Text provided =
--- Start ---
I've largely become immune to Skinner based game design. I think it was Diablo that broke me of it, and that was actually one of the first games to heavily implement it.

I played each of the 3 characters in Diablo up until I beat the game at Hell difficulty. Now, that might make a little bit of sense, in that the game play changed slightly between the three iterations. Not alot, but maybe enough that you could justify it.

But then I kept playing. I'd seen and done all there was to do, but I was lever pushing to get that next randomly scheduled reward.

Then I was saved by a hacker. I found a trainer to download that hacked the save file, and this let you equip yourself with whatever you wanted. My eyes were opened. An RPG was only worth playing if it would still be worth playing if you could cheat by giving yourself whatever equipment you wanted. Not that you would cheat, but if you could cheat, the story and game play would still be interesting enough to justify your time even if you no longer cared about any of the treasures you found or even leveling up.

From that point on, I no longer pushed the lever to get the pellet.

Apparantly I'm not the only one to discover this. I was talking to someone recently that discovered this phenomena even earlier hacking the save files for things like Ultima and Bard's Tale. If the only reason you are playing is to level up, then its not really a good game.

I'd seen 1e played this way, but never really experienced it. I'd seen 1e played with nothing but essentially random encounters dropping random treasure and grinding through encounter after encounter. There is a send up to this style of play and the fact that some players even prefer it in KotDT (the story arc where they go on an unstructured big game hunting expedition and insist it was most fun ever).

And I actually had some of this problem with 3e as a player. It seemed like the game focused too much on leveling up and getting that next power. Trouble was, I often found myself not really able to fully use and explore my current power set before I was getting new tricks I could pull. I wanted to slow down and savor things and use my wits more and my new powers less. I'm inclined to think that the insistance on fast leveling, many levels, frequent rewards (new powers at every level), and 'adventure paths' where your whole career is fast tracked ahead of time verges on Skinner design.

However, I'm inclined to think that there is no serious risk of this in a PnP RPG because the GM gets bored with it before the players do.
 

However, I'm inclined to think that there is no serious risk of this in a PnP RPG because the GM gets bored with it before the players do.
Well, at least the "problem" is that you still need a GM, and if the Skinner-Box doesn't work for him... The "trick" would be creating a similar reward scheme for the GM... Imagine you had a proscribed XP budget and you could only use certain monsters if the PCs are high enough in level. I think to some extent D&D could give you that experience already - "I really want to use this Beholder, but the PCs are only 5th level and wouldn't survive. That's boring, I have to wait until they are 15th level. But of course, if you really really want that Beholder, you can just start a new campaign at 15th level (or try to downgrade his abilities to match your 5th level PCs.)
--- End ---
Aim A =
Answer these questions about the post on Skinner-style game design:
(i) How many Diablo characters did the writer play until beating the game at Hell difficulty?
(ii) What did the downloaded trainer hack?
(iii) For which games did the person the writer spoke with hack save files?
The rows that come next have nothing to do with the text.

Data lines =
--- Start ---
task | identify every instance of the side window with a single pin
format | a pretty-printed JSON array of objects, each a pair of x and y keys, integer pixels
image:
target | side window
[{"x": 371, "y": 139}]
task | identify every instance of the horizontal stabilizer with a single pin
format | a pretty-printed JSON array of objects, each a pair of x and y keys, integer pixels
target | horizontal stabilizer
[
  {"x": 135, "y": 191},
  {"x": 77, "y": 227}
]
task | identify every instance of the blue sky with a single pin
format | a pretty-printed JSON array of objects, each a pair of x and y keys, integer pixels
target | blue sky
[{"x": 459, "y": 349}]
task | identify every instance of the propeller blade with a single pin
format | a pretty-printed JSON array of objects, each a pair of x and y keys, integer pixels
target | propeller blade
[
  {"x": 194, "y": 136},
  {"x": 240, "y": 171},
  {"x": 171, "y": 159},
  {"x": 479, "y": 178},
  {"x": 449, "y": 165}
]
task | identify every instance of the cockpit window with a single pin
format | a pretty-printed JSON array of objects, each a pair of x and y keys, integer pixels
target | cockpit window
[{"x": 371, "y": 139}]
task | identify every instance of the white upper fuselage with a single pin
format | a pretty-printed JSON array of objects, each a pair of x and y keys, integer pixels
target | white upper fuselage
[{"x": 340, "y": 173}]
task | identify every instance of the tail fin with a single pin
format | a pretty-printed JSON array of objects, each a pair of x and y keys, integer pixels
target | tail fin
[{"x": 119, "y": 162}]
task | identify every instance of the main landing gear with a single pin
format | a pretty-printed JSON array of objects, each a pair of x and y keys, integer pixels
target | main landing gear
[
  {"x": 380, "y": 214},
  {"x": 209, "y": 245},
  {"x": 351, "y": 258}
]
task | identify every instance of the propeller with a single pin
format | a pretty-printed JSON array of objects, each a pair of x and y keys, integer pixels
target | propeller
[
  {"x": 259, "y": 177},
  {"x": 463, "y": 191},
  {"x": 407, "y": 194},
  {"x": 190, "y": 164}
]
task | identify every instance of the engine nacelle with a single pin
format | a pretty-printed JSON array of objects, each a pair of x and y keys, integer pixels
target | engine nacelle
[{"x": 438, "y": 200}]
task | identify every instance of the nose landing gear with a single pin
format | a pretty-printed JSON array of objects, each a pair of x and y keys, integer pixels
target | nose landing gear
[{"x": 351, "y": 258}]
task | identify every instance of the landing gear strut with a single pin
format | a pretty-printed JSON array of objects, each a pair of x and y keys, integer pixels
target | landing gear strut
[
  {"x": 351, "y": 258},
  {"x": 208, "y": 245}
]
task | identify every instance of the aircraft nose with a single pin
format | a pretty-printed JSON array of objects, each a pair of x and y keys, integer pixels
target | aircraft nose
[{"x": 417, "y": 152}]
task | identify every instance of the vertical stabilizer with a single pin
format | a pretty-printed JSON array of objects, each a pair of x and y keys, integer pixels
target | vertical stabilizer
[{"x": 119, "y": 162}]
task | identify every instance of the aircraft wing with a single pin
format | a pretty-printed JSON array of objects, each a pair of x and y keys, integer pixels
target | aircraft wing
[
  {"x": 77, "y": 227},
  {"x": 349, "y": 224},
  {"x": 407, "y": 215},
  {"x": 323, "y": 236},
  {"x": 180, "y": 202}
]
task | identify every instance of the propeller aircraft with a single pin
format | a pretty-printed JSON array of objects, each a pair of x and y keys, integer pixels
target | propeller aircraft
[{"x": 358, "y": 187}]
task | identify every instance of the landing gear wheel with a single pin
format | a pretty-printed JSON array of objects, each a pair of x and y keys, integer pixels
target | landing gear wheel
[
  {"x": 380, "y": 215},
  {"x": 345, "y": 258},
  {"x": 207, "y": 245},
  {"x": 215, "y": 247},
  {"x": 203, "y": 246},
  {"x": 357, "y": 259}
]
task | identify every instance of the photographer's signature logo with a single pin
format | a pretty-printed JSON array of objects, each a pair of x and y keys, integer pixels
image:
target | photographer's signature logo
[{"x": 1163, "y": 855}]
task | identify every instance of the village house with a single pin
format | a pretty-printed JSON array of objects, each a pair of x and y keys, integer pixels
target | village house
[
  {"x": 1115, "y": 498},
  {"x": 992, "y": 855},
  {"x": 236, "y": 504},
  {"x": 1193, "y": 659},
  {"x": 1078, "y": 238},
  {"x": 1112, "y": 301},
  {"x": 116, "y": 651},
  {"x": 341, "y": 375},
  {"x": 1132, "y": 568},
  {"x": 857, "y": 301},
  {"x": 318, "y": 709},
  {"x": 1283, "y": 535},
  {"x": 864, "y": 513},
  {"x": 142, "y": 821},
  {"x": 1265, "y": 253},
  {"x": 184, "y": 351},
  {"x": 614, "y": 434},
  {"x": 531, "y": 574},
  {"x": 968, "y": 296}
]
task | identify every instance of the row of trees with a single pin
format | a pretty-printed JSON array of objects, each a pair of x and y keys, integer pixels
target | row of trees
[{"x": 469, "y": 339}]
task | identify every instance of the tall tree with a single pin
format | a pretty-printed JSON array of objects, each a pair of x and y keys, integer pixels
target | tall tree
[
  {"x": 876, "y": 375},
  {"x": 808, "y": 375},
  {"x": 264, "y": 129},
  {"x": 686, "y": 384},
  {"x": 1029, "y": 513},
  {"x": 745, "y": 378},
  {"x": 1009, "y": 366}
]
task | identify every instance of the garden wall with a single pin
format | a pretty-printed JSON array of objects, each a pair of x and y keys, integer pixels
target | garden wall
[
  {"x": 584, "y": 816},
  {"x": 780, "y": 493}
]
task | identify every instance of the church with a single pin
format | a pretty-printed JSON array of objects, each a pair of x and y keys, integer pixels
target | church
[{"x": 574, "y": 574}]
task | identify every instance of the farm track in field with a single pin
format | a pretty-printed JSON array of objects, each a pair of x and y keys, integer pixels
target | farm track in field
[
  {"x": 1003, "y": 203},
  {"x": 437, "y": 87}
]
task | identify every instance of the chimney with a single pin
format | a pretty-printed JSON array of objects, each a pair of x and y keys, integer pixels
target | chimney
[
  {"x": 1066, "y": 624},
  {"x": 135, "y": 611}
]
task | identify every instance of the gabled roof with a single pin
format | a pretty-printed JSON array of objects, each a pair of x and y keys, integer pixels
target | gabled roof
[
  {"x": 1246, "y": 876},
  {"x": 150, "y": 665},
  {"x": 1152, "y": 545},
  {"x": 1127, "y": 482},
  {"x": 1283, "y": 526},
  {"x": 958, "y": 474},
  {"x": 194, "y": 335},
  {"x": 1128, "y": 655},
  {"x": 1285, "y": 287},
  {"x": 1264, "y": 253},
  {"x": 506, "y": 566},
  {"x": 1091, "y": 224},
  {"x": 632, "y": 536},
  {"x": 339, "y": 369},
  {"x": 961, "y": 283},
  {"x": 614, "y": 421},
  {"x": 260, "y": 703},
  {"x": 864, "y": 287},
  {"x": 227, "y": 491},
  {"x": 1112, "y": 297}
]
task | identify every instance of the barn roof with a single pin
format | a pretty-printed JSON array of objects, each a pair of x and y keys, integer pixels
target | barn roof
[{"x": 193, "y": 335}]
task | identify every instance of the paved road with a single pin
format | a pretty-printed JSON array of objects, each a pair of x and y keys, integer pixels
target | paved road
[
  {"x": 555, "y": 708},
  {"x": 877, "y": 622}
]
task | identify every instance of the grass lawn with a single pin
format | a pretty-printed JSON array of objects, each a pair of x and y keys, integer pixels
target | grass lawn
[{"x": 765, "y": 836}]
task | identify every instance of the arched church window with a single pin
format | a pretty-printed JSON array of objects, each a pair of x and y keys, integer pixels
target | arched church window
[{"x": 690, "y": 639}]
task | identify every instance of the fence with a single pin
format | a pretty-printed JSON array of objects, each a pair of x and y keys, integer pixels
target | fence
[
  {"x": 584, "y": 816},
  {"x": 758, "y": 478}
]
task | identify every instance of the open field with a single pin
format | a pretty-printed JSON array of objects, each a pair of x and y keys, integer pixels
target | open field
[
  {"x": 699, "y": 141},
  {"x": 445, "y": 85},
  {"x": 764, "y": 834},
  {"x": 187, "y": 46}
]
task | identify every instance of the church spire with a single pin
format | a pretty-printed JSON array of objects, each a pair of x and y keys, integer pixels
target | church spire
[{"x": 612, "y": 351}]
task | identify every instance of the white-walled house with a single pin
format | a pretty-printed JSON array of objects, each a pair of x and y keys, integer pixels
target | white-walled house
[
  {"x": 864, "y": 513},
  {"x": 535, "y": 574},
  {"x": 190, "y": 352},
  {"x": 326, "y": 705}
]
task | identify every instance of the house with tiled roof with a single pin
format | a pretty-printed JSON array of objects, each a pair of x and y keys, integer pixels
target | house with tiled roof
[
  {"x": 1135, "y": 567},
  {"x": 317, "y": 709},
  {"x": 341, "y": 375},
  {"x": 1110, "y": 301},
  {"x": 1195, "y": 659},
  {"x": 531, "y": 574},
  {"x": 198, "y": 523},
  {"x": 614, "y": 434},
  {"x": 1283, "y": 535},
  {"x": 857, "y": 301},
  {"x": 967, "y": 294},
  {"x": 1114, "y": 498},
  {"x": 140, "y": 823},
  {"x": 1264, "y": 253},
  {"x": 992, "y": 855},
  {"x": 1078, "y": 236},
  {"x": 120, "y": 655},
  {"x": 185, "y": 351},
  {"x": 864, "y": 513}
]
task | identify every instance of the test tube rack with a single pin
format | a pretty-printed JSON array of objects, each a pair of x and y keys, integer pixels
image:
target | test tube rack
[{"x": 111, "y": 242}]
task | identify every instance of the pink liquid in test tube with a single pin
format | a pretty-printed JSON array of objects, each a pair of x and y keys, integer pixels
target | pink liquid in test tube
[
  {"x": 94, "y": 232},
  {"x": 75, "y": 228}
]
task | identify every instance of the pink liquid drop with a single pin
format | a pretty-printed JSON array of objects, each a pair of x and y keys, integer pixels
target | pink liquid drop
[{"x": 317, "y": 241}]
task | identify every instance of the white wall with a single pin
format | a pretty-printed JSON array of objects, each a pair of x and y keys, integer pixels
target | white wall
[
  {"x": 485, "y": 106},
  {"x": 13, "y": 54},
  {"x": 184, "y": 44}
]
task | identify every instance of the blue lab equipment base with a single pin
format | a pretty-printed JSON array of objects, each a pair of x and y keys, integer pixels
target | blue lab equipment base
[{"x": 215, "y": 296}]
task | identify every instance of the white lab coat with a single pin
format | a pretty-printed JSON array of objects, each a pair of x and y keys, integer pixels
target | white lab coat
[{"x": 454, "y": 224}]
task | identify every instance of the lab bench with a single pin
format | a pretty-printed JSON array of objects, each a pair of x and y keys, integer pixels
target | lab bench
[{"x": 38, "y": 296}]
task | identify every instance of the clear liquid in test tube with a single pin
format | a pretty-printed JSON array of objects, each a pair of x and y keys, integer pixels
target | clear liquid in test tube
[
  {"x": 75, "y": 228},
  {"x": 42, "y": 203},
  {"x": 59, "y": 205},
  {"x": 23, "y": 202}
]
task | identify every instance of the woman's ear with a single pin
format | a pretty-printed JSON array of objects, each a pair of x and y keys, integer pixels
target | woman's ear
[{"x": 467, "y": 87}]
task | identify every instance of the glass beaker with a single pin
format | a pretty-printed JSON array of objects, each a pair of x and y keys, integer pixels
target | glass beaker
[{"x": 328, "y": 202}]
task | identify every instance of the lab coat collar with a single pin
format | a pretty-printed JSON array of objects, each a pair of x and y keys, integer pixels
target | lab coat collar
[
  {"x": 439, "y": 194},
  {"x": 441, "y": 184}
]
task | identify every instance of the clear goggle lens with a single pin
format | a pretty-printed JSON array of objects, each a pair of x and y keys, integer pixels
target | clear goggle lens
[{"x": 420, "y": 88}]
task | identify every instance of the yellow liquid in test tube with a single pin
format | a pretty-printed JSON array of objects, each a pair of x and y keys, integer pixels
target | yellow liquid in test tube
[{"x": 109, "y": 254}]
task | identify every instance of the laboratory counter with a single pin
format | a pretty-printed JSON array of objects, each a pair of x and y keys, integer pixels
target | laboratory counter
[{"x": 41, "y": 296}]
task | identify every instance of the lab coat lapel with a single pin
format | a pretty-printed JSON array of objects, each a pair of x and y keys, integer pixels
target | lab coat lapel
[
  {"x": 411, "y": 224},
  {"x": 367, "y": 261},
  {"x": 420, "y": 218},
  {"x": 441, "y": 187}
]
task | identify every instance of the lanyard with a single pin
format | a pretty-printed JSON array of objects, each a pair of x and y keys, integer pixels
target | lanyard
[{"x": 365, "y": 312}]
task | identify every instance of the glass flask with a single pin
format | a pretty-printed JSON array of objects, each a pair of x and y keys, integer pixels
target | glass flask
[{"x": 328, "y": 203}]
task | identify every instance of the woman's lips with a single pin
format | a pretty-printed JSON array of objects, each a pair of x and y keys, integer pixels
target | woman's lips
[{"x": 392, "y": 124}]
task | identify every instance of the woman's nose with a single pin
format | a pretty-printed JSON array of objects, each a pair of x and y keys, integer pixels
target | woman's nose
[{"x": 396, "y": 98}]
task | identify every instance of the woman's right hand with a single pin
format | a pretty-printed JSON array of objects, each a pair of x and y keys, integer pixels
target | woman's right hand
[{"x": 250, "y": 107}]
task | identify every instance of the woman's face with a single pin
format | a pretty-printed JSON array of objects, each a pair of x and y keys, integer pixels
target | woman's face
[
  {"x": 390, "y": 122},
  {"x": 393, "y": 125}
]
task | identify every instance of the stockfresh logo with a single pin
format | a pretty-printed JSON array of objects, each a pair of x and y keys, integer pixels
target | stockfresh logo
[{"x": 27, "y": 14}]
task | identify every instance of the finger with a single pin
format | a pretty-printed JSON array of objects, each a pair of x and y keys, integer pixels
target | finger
--- End ---
Aim B =
Which lines of the rows hold the word "yellow"? Show each of them in full.

Final result A =
(i) All 3 characters.
(ii) The save file.
(iii) Ultima and Bard's Tale.

Final result B =
task | identify every instance of the yellow liquid in test tube with a single pin
target | yellow liquid in test tube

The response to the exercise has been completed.